* WHAT IS ASKED: Count the lines in the records below that contain the string "window", treating uppercase and lowercase as different, and reply with only the number.
# start of PROVIDED RECORDS
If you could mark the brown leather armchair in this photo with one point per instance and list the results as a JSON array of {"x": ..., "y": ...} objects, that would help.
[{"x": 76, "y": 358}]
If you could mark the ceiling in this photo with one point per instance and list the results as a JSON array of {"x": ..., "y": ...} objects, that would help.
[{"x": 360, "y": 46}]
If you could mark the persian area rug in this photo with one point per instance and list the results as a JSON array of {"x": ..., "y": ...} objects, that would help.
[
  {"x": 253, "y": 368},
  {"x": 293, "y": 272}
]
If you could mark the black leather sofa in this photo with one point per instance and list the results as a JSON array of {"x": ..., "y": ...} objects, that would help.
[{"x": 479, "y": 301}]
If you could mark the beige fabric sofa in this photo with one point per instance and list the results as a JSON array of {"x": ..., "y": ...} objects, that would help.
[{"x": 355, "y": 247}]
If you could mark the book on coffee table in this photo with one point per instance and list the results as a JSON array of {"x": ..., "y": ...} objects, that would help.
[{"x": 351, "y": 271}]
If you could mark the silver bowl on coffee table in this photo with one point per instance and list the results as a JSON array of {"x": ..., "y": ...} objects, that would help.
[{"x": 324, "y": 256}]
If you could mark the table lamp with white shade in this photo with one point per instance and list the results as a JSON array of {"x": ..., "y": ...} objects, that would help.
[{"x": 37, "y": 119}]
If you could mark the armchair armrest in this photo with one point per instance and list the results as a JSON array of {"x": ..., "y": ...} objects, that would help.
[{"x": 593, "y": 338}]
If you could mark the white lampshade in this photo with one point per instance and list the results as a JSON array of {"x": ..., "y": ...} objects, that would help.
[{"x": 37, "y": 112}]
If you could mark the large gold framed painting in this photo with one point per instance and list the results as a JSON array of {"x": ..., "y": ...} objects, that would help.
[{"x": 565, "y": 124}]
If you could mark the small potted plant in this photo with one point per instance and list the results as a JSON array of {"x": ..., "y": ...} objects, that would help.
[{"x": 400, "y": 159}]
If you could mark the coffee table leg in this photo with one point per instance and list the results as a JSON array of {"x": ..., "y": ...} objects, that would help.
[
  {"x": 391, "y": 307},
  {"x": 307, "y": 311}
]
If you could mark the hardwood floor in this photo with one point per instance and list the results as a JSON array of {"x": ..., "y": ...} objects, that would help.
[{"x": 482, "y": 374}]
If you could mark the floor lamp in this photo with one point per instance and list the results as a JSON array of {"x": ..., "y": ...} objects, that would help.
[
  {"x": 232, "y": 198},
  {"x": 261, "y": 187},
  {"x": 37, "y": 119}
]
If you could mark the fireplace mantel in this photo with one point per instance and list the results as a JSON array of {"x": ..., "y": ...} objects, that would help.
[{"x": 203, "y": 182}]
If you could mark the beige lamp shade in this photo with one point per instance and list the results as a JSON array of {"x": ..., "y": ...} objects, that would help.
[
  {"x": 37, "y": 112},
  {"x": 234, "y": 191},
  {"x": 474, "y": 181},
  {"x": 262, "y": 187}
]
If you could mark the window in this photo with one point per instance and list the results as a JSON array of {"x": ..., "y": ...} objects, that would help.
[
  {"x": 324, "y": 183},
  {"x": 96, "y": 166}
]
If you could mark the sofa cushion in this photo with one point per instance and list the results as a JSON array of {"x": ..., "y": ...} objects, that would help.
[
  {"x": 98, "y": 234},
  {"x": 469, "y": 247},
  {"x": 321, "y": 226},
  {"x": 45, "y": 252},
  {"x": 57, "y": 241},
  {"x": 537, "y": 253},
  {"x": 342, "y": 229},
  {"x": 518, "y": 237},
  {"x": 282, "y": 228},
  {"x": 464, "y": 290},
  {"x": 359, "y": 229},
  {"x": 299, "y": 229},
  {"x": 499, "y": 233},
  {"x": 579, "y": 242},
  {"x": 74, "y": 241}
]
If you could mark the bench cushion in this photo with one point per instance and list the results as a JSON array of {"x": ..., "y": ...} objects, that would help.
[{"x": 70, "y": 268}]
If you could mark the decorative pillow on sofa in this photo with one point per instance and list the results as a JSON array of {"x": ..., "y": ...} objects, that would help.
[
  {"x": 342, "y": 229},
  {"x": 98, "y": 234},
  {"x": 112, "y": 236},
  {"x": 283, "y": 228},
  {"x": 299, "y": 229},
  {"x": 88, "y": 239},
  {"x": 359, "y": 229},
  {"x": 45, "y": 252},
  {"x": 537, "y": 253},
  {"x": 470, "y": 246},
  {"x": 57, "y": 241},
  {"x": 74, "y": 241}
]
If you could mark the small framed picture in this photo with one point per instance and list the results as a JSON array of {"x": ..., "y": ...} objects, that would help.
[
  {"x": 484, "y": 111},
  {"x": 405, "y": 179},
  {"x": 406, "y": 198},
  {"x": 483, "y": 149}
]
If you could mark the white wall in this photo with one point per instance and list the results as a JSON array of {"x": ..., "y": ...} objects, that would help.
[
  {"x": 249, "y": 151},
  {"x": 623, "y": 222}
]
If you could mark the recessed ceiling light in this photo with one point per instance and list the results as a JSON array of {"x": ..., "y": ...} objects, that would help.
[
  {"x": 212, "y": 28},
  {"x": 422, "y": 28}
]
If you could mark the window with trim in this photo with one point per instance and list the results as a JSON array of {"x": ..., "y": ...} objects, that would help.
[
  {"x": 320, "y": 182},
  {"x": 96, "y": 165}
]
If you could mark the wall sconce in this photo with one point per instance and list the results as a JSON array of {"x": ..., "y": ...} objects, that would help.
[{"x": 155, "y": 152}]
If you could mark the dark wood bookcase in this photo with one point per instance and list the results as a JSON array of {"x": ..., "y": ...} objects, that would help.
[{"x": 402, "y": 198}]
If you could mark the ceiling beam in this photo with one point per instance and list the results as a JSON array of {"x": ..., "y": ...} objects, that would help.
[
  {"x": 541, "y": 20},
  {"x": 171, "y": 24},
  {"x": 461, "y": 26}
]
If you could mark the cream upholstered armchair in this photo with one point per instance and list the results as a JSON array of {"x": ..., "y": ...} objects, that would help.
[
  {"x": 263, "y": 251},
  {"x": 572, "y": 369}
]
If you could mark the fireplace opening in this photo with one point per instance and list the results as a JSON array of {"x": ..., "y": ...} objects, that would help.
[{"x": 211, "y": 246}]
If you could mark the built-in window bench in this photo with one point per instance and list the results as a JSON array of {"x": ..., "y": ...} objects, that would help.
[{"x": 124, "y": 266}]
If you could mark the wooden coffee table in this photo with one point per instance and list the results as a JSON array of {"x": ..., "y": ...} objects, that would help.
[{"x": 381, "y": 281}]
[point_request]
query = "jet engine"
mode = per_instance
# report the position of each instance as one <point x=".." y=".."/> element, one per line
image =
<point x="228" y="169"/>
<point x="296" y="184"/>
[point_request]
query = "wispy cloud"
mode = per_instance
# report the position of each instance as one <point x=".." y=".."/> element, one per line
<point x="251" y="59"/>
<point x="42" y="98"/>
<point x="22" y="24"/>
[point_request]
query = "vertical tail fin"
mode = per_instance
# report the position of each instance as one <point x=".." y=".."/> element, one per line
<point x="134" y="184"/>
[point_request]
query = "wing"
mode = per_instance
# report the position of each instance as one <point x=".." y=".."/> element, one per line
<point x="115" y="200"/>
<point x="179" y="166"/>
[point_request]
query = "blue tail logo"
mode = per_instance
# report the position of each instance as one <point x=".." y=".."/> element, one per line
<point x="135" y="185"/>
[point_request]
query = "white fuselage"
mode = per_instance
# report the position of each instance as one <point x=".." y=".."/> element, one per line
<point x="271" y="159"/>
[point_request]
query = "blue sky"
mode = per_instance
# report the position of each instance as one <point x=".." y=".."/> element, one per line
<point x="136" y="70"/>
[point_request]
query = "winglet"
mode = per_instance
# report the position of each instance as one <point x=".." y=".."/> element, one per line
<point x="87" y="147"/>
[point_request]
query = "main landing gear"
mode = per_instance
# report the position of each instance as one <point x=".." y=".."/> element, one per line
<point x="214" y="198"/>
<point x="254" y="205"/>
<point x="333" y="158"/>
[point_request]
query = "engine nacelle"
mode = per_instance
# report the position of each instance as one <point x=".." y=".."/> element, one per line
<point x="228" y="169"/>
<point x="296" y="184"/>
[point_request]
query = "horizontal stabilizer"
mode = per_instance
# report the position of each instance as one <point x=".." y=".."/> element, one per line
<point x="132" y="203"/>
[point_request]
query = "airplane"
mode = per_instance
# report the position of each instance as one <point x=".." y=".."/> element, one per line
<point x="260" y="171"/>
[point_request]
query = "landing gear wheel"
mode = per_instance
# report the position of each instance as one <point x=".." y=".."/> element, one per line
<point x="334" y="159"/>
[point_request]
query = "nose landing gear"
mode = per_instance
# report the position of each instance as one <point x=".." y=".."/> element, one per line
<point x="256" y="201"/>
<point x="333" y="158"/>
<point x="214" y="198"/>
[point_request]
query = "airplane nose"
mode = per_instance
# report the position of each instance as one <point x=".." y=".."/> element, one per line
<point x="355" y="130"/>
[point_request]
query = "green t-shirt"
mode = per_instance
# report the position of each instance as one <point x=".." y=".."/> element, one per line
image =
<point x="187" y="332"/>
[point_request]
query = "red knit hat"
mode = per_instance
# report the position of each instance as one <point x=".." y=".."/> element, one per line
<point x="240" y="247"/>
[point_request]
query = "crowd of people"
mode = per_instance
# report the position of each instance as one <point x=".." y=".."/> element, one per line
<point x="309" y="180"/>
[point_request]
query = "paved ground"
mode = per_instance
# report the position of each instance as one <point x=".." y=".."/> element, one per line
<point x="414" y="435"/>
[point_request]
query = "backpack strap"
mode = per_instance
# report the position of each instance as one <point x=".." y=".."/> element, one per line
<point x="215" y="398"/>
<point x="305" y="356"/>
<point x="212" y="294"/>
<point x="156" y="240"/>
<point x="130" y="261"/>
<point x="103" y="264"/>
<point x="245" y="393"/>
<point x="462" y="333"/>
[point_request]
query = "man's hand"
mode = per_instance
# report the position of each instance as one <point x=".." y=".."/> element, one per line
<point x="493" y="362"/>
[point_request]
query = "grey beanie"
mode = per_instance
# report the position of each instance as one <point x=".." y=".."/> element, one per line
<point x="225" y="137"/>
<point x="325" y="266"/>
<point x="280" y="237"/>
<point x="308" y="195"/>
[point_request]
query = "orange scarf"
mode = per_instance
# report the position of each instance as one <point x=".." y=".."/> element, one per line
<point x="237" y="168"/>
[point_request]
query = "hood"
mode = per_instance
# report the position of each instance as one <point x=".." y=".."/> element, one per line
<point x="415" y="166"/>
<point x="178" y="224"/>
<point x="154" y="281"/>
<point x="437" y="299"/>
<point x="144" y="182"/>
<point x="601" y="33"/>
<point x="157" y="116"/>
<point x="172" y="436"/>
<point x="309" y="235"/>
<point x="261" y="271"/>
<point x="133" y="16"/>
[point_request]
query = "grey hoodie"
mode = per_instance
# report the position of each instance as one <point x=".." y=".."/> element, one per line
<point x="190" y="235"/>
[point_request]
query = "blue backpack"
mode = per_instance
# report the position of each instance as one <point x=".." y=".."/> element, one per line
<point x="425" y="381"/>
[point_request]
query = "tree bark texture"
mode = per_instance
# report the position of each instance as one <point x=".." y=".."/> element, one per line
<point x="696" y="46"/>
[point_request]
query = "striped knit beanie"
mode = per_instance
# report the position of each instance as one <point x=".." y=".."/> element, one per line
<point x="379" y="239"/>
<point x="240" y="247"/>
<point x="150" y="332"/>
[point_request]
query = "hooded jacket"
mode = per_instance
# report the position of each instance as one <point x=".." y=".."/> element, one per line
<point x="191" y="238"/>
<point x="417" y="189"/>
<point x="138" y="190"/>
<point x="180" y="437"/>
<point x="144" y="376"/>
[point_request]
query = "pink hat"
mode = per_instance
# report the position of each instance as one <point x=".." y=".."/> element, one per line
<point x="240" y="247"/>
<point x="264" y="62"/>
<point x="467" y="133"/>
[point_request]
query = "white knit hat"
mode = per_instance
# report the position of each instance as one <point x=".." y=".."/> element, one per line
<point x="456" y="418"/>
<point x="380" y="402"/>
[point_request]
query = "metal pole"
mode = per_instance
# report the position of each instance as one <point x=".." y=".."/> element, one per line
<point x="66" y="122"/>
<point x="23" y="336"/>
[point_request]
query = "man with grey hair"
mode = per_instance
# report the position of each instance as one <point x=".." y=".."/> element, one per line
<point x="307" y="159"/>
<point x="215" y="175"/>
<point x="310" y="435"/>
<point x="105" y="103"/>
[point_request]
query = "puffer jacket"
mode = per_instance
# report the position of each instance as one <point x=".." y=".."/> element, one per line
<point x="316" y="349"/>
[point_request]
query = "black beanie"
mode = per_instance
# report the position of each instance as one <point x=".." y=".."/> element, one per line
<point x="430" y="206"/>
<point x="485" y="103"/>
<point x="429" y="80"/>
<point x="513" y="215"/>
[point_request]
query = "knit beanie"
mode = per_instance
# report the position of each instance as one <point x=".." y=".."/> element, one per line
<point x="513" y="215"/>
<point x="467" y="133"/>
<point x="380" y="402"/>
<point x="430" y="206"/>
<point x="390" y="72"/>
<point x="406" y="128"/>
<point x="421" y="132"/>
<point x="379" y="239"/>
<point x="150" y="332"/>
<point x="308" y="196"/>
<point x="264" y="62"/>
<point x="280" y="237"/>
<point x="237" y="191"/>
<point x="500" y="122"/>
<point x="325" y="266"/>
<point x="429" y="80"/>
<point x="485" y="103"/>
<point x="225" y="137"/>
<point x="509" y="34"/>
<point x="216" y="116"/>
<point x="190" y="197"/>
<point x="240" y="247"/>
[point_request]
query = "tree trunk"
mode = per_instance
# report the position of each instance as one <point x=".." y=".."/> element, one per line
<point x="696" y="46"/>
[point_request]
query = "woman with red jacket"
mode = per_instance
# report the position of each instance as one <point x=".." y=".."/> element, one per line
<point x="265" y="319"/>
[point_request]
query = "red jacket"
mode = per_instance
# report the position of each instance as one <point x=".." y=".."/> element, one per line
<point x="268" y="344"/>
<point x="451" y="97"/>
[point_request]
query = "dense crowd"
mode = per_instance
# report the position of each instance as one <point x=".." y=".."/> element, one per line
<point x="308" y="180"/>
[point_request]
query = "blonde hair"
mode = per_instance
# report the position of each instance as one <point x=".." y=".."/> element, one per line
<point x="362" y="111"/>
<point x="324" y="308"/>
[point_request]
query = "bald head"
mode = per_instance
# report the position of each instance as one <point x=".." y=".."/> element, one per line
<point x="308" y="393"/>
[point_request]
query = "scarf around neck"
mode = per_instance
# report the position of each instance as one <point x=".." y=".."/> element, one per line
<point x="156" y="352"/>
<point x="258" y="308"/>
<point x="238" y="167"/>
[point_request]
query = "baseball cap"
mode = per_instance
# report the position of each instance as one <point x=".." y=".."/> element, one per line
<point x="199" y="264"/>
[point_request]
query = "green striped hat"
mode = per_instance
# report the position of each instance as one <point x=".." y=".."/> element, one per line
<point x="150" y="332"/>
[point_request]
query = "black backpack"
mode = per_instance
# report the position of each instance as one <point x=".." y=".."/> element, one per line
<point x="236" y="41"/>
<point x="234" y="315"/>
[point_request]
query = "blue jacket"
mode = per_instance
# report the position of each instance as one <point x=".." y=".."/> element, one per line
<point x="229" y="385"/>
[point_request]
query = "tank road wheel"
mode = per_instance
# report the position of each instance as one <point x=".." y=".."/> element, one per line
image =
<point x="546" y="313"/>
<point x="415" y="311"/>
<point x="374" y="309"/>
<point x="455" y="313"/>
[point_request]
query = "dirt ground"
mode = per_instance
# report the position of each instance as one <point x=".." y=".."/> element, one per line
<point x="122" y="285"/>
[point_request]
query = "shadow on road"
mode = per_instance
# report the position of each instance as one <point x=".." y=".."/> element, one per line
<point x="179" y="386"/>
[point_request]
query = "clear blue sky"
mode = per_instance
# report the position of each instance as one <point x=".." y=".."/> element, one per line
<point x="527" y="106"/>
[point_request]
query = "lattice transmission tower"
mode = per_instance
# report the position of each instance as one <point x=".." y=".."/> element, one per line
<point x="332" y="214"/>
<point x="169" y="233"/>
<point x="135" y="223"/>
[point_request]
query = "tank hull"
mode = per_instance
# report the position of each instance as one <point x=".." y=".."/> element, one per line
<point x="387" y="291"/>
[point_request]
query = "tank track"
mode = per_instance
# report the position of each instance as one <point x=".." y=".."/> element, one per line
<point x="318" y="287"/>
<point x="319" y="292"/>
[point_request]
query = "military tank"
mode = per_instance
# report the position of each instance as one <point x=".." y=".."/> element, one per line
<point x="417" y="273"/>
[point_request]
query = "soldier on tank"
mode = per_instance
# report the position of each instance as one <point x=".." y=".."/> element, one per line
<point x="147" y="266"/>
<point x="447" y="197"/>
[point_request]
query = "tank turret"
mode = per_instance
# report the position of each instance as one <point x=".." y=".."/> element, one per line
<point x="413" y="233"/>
# end of PROVIDED RECORDS
* COMPLETE ANSWER: 3